##### Source data

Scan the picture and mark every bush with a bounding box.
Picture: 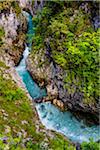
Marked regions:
[32,1,99,104]
[81,139,100,150]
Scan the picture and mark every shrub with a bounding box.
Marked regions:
[81,139,100,150]
[32,1,99,104]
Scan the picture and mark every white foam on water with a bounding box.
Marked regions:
[36,102,100,143]
[15,13,100,144]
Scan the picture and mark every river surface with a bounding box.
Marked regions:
[15,13,100,143]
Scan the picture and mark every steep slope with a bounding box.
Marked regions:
[0,1,27,65]
[27,1,99,125]
[0,1,76,149]
[0,59,76,149]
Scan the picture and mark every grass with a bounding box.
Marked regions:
[0,61,75,149]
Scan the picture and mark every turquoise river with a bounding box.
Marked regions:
[15,13,100,143]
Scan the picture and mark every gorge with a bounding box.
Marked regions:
[16,11,100,143]
[0,1,99,149]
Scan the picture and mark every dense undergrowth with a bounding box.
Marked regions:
[32,1,99,104]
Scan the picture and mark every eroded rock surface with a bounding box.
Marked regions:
[0,1,27,65]
[26,1,99,125]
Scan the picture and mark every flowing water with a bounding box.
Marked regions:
[15,13,100,143]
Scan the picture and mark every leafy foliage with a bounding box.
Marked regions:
[81,139,100,150]
[0,61,75,149]
[32,1,99,104]
[63,29,99,102]
[0,132,75,150]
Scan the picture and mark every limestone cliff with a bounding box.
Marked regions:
[19,0,44,16]
[0,1,27,65]
[0,1,30,95]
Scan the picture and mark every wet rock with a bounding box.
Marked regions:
[34,98,43,103]
[42,113,47,119]
[40,104,46,112]
[55,123,60,130]
[19,0,45,16]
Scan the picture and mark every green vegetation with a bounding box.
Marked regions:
[0,61,75,149]
[0,1,99,149]
[0,27,4,47]
[48,134,75,150]
[0,1,21,17]
[0,72,40,139]
[11,1,21,17]
[32,1,99,104]
[81,139,100,150]
[0,133,75,150]
[0,1,75,149]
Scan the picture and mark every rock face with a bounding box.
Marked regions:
[0,51,31,99]
[0,1,27,65]
[27,51,99,125]
[26,52,53,86]
[19,0,45,16]
[26,1,99,125]
[0,1,30,96]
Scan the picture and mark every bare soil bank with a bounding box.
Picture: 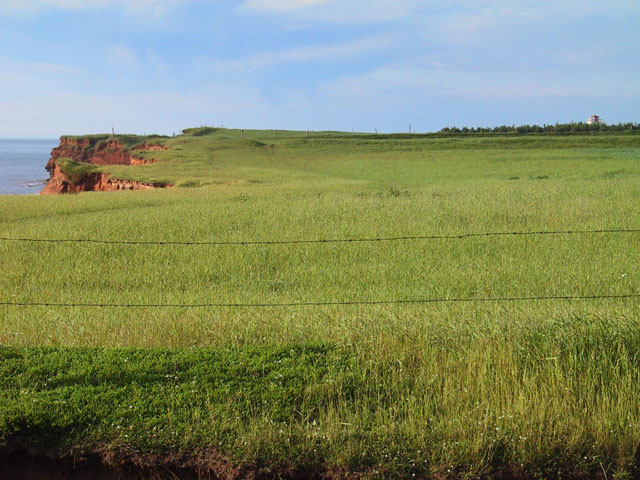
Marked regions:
[1,452,606,480]
[41,163,171,194]
[47,138,166,168]
[0,451,362,480]
[2,449,622,480]
[41,138,172,194]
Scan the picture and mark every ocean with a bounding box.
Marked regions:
[0,139,58,195]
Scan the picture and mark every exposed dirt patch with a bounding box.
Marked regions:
[0,451,362,480]
[0,449,612,480]
[133,142,170,152]
[41,163,173,195]
[47,139,163,172]
[48,140,128,169]
[130,157,157,166]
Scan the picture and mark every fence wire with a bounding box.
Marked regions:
[2,228,639,308]
[1,228,639,246]
[1,293,639,309]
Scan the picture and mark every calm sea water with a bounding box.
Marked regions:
[0,139,58,195]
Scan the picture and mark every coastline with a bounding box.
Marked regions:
[0,138,57,195]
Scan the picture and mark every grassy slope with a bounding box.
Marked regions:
[1,131,640,478]
[54,157,99,182]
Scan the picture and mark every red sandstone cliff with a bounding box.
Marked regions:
[41,162,171,195]
[41,137,172,194]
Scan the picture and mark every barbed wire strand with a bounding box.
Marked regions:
[1,228,639,246]
[1,293,638,309]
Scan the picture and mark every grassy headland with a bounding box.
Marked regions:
[1,129,640,478]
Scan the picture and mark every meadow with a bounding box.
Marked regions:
[1,129,640,478]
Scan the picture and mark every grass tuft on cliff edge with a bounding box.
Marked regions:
[61,133,170,152]
[55,157,99,183]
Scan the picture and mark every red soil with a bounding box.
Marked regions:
[40,163,172,195]
[41,138,172,194]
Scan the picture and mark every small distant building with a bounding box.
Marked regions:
[587,115,601,125]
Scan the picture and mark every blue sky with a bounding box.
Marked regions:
[0,0,638,137]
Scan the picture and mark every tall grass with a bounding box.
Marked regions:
[1,132,639,477]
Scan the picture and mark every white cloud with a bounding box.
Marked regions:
[4,61,79,74]
[278,36,393,61]
[206,35,394,73]
[239,0,424,24]
[322,52,640,100]
[105,46,140,69]
[241,0,330,12]
[436,0,639,35]
[0,62,80,93]
[0,0,185,16]
[240,0,639,25]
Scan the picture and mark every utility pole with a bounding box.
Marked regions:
[409,124,411,134]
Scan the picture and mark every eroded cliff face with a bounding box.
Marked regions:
[42,138,172,194]
[41,162,170,195]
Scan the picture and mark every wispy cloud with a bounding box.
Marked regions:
[435,0,640,36]
[239,0,424,24]
[239,0,639,26]
[1,0,638,134]
[324,56,640,100]
[0,0,185,16]
[239,0,637,25]
[199,35,395,74]
[4,61,79,74]
[105,45,140,69]
[241,0,330,12]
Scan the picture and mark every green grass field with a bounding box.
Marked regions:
[1,130,640,478]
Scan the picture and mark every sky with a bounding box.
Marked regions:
[0,0,638,137]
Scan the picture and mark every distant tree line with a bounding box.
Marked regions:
[438,122,639,135]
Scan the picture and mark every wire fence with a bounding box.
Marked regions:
[1,228,639,246]
[1,293,639,309]
[2,227,639,309]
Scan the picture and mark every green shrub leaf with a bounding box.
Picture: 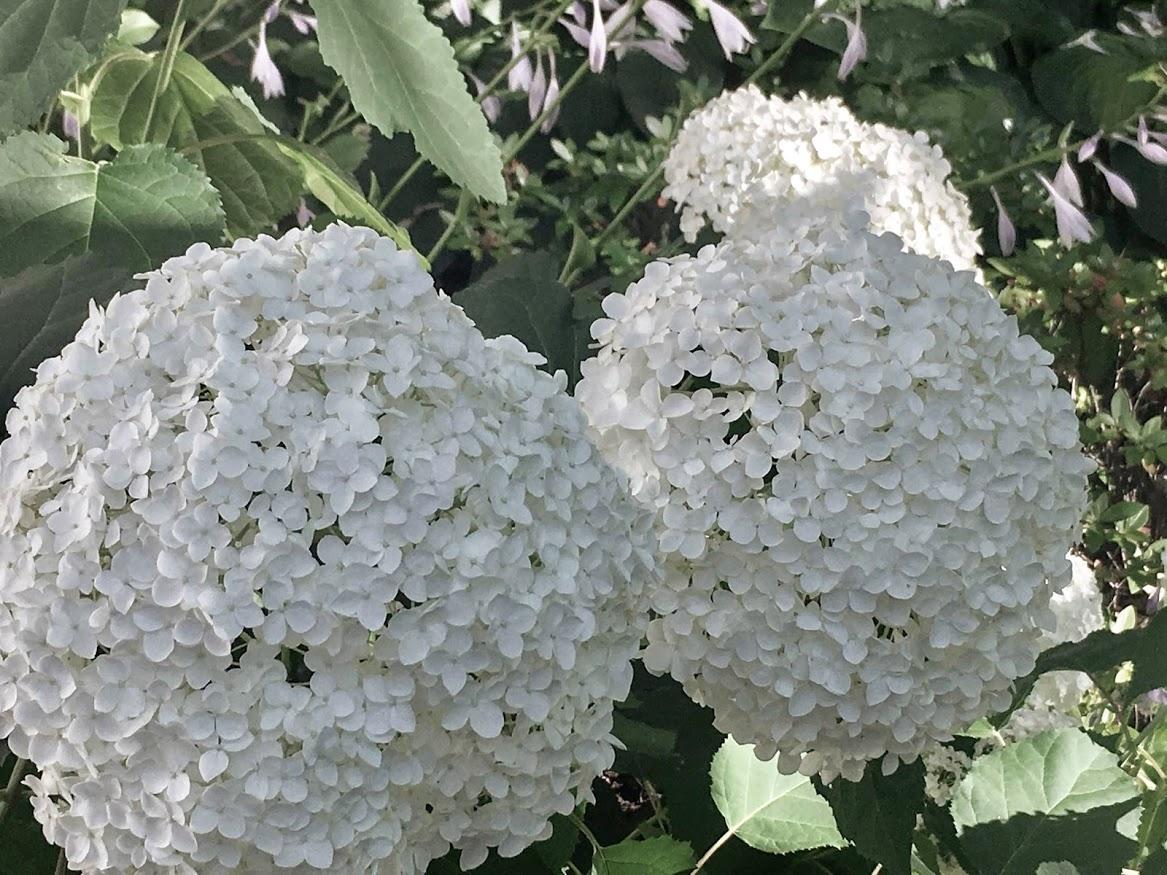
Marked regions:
[709,736,846,855]
[0,0,126,133]
[951,729,1139,874]
[312,0,505,203]
[0,132,224,276]
[820,759,926,875]
[1032,37,1162,133]
[591,836,695,875]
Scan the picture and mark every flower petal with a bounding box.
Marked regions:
[989,186,1016,256]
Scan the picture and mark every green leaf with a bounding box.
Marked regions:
[0,252,132,421]
[116,8,158,45]
[591,836,695,875]
[820,759,926,875]
[270,136,413,253]
[89,50,301,233]
[0,132,225,276]
[0,0,126,133]
[1032,37,1163,132]
[312,0,505,203]
[951,729,1139,875]
[1100,500,1146,523]
[709,736,846,856]
[1002,609,1167,717]
[456,252,589,386]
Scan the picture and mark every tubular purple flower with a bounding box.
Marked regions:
[1132,118,1167,164]
[834,3,867,81]
[450,0,472,25]
[633,38,688,72]
[250,14,285,100]
[295,198,315,228]
[1053,156,1083,206]
[571,0,587,23]
[508,23,534,92]
[643,0,692,43]
[706,0,755,59]
[1066,29,1106,53]
[288,10,316,33]
[560,17,591,47]
[589,0,609,72]
[1077,132,1101,162]
[1094,161,1138,207]
[471,74,501,124]
[61,110,80,142]
[989,186,1016,256]
[541,50,561,132]
[1038,173,1094,247]
[528,52,548,120]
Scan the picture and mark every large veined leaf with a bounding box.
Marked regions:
[0,132,225,276]
[0,252,133,421]
[951,729,1139,874]
[820,759,926,875]
[709,737,846,855]
[0,0,126,132]
[89,50,300,233]
[591,836,694,875]
[312,0,506,203]
[456,252,590,386]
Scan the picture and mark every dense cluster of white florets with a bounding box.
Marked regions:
[662,86,982,272]
[576,208,1090,780]
[1000,554,1104,741]
[0,224,657,874]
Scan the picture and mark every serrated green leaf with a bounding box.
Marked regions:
[0,252,133,422]
[820,759,925,875]
[591,836,694,875]
[89,50,300,233]
[0,0,127,133]
[312,0,505,203]
[0,132,225,276]
[709,736,846,856]
[455,252,589,386]
[951,729,1139,875]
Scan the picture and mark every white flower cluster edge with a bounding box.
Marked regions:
[0,224,658,874]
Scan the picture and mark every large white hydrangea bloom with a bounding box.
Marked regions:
[0,224,657,874]
[576,208,1090,781]
[1000,553,1104,740]
[662,86,982,272]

##########

> [Aim of the task] Collect each line of the entries that has the word "cliff", copying it in full.

> [Written response]
Scan the picture and mark every limestone cliff with a bounding box.
Scan the picture and mark every red sandstone cliff with a bounding box.
Scan the picture and mark every grass tuft on cliff edge with a bounding box.
Scan the picture and mark every eroded cliff face with a bounding box.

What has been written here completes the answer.